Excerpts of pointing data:
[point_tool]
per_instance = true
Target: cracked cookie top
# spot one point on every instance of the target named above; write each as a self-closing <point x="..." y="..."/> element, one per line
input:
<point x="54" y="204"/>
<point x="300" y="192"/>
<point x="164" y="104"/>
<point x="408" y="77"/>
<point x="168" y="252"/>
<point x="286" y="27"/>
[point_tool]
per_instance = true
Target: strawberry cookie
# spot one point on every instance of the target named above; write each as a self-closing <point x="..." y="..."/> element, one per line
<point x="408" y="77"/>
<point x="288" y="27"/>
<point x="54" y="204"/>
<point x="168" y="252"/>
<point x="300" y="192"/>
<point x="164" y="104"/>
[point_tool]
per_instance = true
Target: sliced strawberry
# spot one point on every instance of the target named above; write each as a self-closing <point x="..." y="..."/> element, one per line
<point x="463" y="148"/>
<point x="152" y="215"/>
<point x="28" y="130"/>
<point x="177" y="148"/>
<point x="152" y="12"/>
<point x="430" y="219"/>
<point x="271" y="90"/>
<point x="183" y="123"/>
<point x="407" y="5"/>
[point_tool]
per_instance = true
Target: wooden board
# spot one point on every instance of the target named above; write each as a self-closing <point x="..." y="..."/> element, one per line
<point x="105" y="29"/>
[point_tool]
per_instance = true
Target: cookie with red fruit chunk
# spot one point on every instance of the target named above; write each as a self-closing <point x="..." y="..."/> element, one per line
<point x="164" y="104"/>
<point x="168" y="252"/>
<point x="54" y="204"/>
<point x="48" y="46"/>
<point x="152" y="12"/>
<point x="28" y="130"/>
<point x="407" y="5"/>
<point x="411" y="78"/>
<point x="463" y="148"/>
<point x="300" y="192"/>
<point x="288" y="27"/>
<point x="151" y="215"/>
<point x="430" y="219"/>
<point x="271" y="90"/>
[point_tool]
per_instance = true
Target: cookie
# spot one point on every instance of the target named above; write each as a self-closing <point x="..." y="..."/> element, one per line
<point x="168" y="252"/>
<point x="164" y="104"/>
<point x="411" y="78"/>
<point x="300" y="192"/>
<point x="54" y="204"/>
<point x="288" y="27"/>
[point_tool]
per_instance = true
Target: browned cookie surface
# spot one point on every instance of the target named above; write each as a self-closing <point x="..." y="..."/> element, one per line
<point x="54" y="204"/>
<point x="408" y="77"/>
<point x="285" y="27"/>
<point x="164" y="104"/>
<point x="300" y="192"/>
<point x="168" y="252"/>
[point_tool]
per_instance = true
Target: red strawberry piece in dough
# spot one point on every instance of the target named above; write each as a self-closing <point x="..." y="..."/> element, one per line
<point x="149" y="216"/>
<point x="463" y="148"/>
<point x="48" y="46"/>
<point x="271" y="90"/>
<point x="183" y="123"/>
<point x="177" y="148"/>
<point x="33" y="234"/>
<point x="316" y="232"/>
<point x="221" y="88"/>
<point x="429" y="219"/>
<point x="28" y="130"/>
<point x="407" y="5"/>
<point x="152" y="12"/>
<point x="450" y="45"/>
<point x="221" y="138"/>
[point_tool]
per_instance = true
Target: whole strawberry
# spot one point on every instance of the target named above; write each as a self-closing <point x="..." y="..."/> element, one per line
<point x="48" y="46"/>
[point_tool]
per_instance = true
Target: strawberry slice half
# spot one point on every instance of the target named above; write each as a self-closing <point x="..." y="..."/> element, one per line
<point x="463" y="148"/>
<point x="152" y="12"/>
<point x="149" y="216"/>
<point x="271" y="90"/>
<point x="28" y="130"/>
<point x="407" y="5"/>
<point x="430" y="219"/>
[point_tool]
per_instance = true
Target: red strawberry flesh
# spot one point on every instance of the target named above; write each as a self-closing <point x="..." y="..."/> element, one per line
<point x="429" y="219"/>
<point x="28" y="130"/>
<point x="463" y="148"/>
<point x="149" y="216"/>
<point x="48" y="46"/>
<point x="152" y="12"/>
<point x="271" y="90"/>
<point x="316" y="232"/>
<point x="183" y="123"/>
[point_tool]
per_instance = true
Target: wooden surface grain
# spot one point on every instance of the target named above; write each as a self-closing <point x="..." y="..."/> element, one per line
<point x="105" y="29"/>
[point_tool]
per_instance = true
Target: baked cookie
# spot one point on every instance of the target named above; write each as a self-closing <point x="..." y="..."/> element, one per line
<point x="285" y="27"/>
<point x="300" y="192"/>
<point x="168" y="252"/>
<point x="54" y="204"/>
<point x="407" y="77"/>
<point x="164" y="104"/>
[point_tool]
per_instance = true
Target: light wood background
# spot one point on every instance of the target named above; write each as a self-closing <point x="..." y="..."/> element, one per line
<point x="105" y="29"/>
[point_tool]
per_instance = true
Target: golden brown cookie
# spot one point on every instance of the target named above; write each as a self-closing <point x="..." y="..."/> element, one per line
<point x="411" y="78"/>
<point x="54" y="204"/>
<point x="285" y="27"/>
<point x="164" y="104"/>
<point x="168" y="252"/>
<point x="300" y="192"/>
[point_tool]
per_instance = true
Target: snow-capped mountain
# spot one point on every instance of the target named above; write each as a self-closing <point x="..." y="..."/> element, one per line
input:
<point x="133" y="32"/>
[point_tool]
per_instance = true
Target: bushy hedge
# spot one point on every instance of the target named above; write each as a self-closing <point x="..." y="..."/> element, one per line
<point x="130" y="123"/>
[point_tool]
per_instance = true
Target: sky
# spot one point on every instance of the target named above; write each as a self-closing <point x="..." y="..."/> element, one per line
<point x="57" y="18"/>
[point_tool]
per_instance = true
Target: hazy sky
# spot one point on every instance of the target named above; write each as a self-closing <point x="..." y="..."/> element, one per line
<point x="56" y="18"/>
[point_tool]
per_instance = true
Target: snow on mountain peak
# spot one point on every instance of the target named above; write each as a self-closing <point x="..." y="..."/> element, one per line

§ WHAT THIS TASK INVOLVES
Copy all the records above precisely.

§ RESPONSE FOR THIS EXERCISE
[point_tool]
per_instance = true
Target: cracked cookie top
# spot one point on every instance of the target named above; write each as a self-closing <point x="..." y="..."/> element, one per line
input:
<point x="54" y="204"/>
<point x="300" y="192"/>
<point x="164" y="104"/>
<point x="408" y="77"/>
<point x="168" y="252"/>
<point x="286" y="27"/>
[point_tool]
per_instance = true
Target: strawberry cookie
# spot one point on every instance of the target named above; write each as a self-closing <point x="..." y="..."/> element, one per line
<point x="408" y="77"/>
<point x="288" y="27"/>
<point x="54" y="204"/>
<point x="168" y="252"/>
<point x="300" y="192"/>
<point x="164" y="104"/>
[point_tool]
per_instance = true
Target: sliced strawberry
# spot one point on every instance of the target named above; write each as a self-closing <point x="..." y="..."/> element, one per line
<point x="463" y="148"/>
<point x="152" y="215"/>
<point x="28" y="130"/>
<point x="177" y="148"/>
<point x="152" y="12"/>
<point x="430" y="219"/>
<point x="271" y="90"/>
<point x="183" y="123"/>
<point x="407" y="5"/>
[point_tool]
per_instance = true
Target: wooden board
# spot one point on every instance of the target named above; write each as a self-closing <point x="..." y="..."/> element, one per line
<point x="105" y="29"/>
[point_tool]
per_instance = true
Target: cookie with red fruit chunk
# spot one point on every instance of the target named above; write each as a self-closing <point x="..." y="..."/> element, one per line
<point x="164" y="104"/>
<point x="168" y="252"/>
<point x="54" y="204"/>
<point x="48" y="46"/>
<point x="152" y="12"/>
<point x="28" y="130"/>
<point x="407" y="5"/>
<point x="411" y="78"/>
<point x="463" y="148"/>
<point x="300" y="192"/>
<point x="288" y="27"/>
<point x="151" y="215"/>
<point x="430" y="219"/>
<point x="271" y="90"/>
[point_tool]
per_instance = true
Target: cookie
# spot one point on every instance of the target named above; write each as a self-closing <point x="..." y="..."/> element, one per line
<point x="168" y="252"/>
<point x="164" y="104"/>
<point x="411" y="78"/>
<point x="300" y="192"/>
<point x="54" y="204"/>
<point x="288" y="27"/>
[point_tool]
per_instance = true
Target: browned cookie surface
# spot one point on every instance of the target named above; write each as a self-closing <point x="..." y="..."/> element, one per line
<point x="54" y="204"/>
<point x="408" y="77"/>
<point x="285" y="27"/>
<point x="164" y="104"/>
<point x="300" y="192"/>
<point x="168" y="252"/>
[point_tool]
per_instance = true
Target: red strawberry piece in dough
# spot one point on every instance of the target named above; write each as a self-closing <point x="..." y="..."/> element, one per line
<point x="149" y="216"/>
<point x="463" y="148"/>
<point x="48" y="46"/>
<point x="271" y="90"/>
<point x="183" y="123"/>
<point x="177" y="148"/>
<point x="33" y="234"/>
<point x="316" y="232"/>
<point x="221" y="88"/>
<point x="429" y="219"/>
<point x="28" y="130"/>
<point x="407" y="5"/>
<point x="152" y="12"/>
<point x="450" y="45"/>
<point x="221" y="138"/>
[point_tool]
per_instance = true
Target: whole strawberry
# spot one point on every instance of the target named above; write each as a self-closing <point x="..." y="..."/> element, one per line
<point x="48" y="46"/>
[point_tool]
per_instance = true
Target: strawberry slice half
# spot one point on every instance of the target named above; write each as a self-closing <point x="..." y="..."/> element, one per line
<point x="463" y="148"/>
<point x="152" y="12"/>
<point x="149" y="216"/>
<point x="271" y="90"/>
<point x="28" y="130"/>
<point x="407" y="5"/>
<point x="430" y="219"/>
[point_tool]
per_instance = true
Target: red strawberry flesh
# spot one point on every instance of the target named above; write each as a self-closing <point x="..." y="..."/> element, one per line
<point x="429" y="219"/>
<point x="28" y="130"/>
<point x="463" y="148"/>
<point x="149" y="216"/>
<point x="48" y="46"/>
<point x="152" y="12"/>
<point x="271" y="90"/>
<point x="316" y="232"/>
<point x="183" y="123"/>
[point_tool]
per_instance = true
Target: wooden surface grain
# spot one point on every instance of the target named above; write each as a self-closing <point x="..." y="..."/> element, one per line
<point x="105" y="29"/>
[point_tool]
per_instance = true
Target: baked cookie
# spot one point on every instance of the target named above; write each as a self-closing <point x="..." y="..."/> element, one per line
<point x="285" y="27"/>
<point x="300" y="192"/>
<point x="168" y="252"/>
<point x="54" y="204"/>
<point x="407" y="77"/>
<point x="164" y="104"/>
[point_tool]
per_instance = true
Target: light wood background
# spot one point on every instance of the target named above; write each as a self-closing <point x="..." y="..."/> element, one per line
<point x="105" y="29"/>
[point_tool]
per_instance = true
Target: golden brown cookie
# spot one point on every instance of the target named above; write each as a self-closing <point x="..." y="..."/> element, one per line
<point x="411" y="78"/>
<point x="54" y="204"/>
<point x="285" y="27"/>
<point x="164" y="104"/>
<point x="168" y="252"/>
<point x="300" y="192"/>
[point_tool]
per_instance = true
Target: snow-capped mountain
# spot one point on every instance of the target named above; write each as a self-closing <point x="..." y="..."/> element, one per line
input:
<point x="133" y="32"/>
[point_tool]
per_instance = true
Target: bushy hedge
# spot one point on every instance of the target named above; write each as a self-closing <point x="..." y="..."/> element, one per line
<point x="130" y="123"/>
[point_tool]
per_instance = true
Target: sky
# spot one point on every instance of the target named above; write each as a self-closing <point x="..." y="..."/> element, one per line
<point x="57" y="18"/>
[point_tool]
per_instance = true
Target: hazy sky
# spot one point on every instance of the target named above; write each as a self-closing <point x="..." y="..."/> element, one per line
<point x="56" y="18"/>
[point_tool]
per_instance = true
Target: snow on mountain peak
# spot one point on every instance of the target named above; write each as a self-closing <point x="..." y="..."/> element, one per line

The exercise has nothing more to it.